** Begin **
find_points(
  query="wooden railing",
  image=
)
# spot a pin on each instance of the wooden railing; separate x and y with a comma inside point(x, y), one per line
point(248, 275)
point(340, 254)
** End **
### TO BE DONE:
Rewrite the listing above with "wooden railing" switched to "metal railing" and everything else unchanged.

### COMPLETE OUTPUT:
find_points(
  query="metal railing",
  image=
)
# spot a pin on each instance of the metal railing; separate x and y with a comma inside point(x, y), one per line
point(248, 275)
point(340, 254)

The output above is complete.